## [PROBLEM STATEMENT]
Copy every line of the data that contains the string "this".

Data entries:
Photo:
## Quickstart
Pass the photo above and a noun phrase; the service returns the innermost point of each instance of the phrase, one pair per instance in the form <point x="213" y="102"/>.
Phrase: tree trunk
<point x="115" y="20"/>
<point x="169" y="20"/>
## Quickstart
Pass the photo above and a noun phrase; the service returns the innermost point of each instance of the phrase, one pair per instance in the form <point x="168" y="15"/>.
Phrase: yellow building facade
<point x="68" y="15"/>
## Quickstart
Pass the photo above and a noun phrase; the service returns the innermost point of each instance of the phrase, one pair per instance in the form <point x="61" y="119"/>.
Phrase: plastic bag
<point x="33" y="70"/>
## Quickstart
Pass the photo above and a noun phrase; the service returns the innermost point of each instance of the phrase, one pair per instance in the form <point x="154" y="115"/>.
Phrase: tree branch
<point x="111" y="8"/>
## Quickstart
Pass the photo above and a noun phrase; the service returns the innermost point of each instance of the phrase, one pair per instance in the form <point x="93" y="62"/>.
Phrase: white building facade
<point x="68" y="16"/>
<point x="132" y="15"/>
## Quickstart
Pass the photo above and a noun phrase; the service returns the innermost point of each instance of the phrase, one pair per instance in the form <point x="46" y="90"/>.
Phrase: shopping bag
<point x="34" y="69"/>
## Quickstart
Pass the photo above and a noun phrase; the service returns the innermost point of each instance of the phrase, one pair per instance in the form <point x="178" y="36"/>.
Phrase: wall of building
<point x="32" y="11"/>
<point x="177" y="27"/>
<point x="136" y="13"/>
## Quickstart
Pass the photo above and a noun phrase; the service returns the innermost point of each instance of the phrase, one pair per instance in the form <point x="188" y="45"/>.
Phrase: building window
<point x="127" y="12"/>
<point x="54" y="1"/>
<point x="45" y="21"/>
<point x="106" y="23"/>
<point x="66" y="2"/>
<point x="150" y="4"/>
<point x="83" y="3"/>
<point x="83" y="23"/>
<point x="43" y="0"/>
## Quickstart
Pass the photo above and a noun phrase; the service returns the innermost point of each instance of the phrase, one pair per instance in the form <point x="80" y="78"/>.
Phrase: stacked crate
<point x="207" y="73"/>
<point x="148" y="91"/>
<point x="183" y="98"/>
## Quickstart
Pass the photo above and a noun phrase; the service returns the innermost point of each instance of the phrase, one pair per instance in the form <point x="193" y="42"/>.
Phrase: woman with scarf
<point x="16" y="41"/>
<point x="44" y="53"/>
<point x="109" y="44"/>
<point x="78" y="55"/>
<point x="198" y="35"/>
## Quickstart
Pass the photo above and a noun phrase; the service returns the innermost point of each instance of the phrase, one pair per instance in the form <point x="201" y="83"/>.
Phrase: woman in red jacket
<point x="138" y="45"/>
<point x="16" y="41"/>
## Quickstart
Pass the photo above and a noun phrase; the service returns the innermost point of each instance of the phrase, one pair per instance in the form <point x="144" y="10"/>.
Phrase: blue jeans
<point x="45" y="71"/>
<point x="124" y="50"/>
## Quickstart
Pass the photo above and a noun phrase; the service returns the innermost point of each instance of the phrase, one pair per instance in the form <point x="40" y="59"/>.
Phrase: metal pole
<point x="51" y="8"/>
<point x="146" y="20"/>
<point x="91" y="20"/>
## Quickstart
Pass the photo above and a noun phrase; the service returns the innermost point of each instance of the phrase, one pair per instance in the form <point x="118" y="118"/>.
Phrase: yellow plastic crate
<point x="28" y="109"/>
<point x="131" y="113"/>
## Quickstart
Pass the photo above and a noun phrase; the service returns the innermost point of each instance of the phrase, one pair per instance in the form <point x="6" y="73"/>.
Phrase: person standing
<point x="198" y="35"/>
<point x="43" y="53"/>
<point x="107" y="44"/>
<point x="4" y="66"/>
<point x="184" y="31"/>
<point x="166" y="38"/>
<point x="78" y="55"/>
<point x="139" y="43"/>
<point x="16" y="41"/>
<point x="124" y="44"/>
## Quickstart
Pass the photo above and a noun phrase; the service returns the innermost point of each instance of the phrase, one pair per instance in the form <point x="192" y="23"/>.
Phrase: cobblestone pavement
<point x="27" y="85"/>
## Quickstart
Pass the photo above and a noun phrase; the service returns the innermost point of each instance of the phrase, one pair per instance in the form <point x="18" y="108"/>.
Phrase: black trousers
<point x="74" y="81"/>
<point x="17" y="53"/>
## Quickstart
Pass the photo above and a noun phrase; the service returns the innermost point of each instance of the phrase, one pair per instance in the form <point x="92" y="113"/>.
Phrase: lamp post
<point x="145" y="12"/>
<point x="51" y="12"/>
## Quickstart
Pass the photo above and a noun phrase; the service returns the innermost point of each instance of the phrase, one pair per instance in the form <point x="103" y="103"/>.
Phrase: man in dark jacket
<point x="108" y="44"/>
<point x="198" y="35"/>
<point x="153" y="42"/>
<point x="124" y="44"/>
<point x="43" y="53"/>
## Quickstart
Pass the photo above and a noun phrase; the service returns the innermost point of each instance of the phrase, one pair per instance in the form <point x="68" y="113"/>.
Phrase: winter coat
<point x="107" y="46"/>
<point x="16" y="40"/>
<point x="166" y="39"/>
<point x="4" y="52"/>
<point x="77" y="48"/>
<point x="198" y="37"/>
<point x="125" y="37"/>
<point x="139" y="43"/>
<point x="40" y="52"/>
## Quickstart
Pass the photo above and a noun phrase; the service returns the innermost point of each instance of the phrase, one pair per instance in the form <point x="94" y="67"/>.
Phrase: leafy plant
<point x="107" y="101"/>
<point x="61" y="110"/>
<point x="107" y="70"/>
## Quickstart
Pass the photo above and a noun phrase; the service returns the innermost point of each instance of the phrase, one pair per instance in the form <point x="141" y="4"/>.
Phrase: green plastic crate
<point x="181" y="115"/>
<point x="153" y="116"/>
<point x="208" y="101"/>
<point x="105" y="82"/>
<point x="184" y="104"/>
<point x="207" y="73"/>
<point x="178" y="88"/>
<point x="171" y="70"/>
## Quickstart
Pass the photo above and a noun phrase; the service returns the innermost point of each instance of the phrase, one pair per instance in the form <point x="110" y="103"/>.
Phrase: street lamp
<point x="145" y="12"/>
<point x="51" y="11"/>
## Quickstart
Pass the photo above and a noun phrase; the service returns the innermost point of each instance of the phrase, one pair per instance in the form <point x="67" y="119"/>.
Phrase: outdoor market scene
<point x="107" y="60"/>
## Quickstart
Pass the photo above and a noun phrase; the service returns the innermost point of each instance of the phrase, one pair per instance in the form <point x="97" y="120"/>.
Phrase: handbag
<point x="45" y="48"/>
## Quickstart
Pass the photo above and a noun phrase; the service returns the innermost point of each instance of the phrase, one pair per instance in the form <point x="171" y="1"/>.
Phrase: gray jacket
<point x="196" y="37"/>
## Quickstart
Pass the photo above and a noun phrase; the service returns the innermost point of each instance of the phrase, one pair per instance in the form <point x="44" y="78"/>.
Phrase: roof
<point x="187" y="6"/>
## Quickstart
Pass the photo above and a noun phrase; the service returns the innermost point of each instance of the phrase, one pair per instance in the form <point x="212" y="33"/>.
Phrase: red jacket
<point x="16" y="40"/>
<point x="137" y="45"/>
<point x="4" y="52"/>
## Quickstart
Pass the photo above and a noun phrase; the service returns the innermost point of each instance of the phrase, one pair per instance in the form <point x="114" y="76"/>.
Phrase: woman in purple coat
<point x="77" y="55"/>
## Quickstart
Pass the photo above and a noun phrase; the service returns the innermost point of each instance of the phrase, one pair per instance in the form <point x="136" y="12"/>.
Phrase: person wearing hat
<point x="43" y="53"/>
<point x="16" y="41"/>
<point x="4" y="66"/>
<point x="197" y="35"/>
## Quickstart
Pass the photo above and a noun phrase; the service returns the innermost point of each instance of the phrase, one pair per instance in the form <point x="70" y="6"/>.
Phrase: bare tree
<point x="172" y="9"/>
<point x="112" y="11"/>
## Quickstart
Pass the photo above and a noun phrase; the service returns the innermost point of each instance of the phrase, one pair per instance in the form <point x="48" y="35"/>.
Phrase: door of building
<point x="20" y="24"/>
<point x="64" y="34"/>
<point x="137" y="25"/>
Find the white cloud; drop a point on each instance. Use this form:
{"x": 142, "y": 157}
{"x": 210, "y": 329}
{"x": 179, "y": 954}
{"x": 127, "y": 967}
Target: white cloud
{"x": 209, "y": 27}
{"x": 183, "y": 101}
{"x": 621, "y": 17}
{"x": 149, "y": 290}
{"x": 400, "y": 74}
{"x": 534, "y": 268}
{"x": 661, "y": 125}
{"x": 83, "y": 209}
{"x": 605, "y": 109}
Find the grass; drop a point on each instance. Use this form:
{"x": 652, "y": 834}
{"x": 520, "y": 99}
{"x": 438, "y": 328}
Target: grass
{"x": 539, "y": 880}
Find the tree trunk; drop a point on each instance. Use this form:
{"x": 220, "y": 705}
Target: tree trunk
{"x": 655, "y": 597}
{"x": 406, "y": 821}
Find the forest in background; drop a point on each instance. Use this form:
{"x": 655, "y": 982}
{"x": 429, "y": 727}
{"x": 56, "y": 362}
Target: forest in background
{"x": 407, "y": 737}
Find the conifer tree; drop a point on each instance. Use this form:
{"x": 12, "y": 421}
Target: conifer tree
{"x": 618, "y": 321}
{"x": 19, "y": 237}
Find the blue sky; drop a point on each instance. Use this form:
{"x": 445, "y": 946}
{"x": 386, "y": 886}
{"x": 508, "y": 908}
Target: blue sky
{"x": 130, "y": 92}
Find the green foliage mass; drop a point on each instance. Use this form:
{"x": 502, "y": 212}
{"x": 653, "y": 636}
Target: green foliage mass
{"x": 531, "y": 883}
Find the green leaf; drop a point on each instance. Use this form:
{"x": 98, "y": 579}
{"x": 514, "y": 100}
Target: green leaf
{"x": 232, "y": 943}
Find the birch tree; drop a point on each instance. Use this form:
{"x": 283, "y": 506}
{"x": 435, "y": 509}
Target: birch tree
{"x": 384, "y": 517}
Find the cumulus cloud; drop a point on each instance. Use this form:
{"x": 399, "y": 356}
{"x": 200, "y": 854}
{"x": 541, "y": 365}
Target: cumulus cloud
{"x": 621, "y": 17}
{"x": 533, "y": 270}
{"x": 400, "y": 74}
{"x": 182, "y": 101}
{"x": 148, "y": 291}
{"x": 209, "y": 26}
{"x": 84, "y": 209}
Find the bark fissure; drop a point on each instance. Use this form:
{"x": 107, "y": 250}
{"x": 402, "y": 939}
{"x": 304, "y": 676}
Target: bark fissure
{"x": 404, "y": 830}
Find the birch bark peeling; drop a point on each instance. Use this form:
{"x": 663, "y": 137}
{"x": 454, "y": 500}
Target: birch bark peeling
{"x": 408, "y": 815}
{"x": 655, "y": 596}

## [TASK SOLUTION]
Find the white cloud; drop a point on each instance. Use this form:
Find the grass; drop a point on each instance. Use this form:
Find the tree trunk; drop a point on each instance. Use this form:
Find the forest in background; drop a point on each instance. Use this form:
Find the conifer tree; drop a point on each instance. Use this form:
Find the blue sky; drop a point on each instance. Use this form:
Find the green foliage mass; drop a point on each instance. Use this form:
Find the green leaf; drop a point on each instance. Use this form:
Find the birch tree; drop a point on each instance. Use this form:
Find the cumulus cloud; drop a point on each instance. Use this form:
Find the bark fissure; drop a point on each instance. Use this form:
Find the birch bark peeling; drop a point on each instance. Use this form:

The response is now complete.